**EXERCISE REQUIREMENTS:** Rewrite only the stretch of the records from the line containing "the handbag, the" through the end of the records, requests included, with each pixel coordinate in the answers scaled by 0.35 and rounded to a whole number, halves rounded up.

**DATA TO USE:**
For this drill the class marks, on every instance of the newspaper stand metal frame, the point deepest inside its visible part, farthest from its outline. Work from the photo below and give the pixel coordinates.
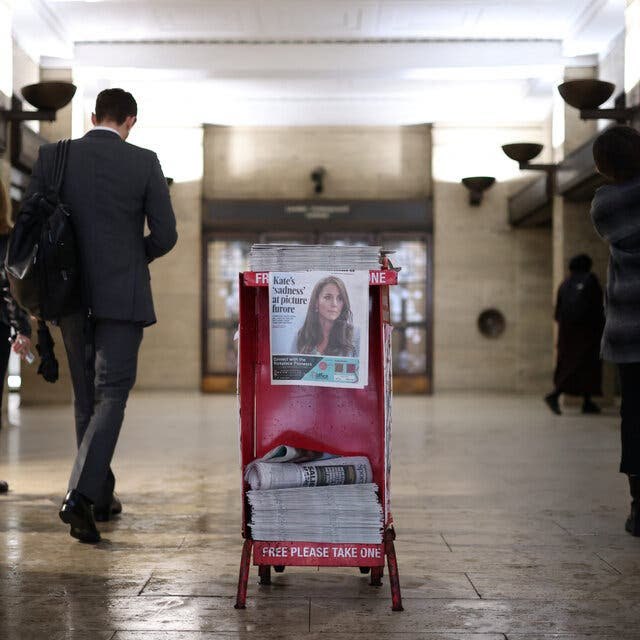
(343, 421)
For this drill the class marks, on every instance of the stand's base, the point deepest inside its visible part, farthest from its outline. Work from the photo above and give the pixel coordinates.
(377, 571)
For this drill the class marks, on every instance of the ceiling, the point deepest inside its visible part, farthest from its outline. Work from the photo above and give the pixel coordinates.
(323, 61)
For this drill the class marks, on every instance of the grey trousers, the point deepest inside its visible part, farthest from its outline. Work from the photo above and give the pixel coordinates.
(103, 361)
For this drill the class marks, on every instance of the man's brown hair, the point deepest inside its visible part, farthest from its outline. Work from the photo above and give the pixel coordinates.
(115, 105)
(616, 153)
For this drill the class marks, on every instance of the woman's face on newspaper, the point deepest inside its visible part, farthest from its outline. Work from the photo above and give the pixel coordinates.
(330, 302)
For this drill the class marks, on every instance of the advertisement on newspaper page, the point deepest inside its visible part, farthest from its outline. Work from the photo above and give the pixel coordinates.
(319, 328)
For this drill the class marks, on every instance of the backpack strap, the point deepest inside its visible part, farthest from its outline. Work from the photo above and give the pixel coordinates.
(59, 165)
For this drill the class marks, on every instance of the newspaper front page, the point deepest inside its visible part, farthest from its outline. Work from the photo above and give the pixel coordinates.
(319, 328)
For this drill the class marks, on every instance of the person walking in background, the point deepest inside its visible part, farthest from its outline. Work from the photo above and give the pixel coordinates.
(14, 321)
(580, 317)
(615, 212)
(111, 188)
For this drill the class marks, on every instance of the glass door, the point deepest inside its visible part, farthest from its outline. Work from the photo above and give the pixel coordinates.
(224, 258)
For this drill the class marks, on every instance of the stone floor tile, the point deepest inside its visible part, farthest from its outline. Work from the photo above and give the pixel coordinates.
(197, 635)
(32, 614)
(536, 584)
(491, 497)
(599, 617)
(309, 582)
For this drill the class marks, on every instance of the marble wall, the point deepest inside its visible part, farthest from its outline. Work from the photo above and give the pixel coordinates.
(480, 261)
(275, 162)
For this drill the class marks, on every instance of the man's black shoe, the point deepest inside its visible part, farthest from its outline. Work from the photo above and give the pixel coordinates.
(77, 512)
(590, 407)
(553, 404)
(103, 514)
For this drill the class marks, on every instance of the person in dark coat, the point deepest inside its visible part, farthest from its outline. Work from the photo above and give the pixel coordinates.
(112, 188)
(580, 317)
(615, 212)
(14, 321)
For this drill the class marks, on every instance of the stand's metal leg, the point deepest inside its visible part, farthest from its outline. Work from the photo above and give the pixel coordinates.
(243, 576)
(264, 572)
(392, 563)
(376, 576)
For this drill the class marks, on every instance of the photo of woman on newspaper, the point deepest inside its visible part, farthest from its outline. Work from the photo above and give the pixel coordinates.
(328, 327)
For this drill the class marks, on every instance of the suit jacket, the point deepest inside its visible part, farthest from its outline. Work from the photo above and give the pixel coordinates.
(111, 188)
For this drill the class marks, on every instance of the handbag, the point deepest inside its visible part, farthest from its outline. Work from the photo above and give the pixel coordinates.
(42, 263)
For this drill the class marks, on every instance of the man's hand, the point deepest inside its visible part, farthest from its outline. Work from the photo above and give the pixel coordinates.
(22, 345)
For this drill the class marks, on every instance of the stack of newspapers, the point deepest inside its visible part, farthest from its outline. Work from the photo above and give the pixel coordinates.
(316, 257)
(306, 496)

**ANSWER TO THE TASK:**
For this drill the class marks, on every instance of the handbag, the point deepest inside its visible part, farthest from its outline. Work from the photo above and give the pixel coordinates.
(15, 92)
For this drill the class marks, on every instance of the man's hand, the point deepest inside its visible part, farthest from its outline. Work from the photo above and give the pixel coordinates.
(8, 121)
For this drill the class marks, on every instance of the stack of newspapers, the point deepest inside its visible part, farthest from its outline. Work from the photo above and give the pixel coordinates.
(111, 90)
(107, 174)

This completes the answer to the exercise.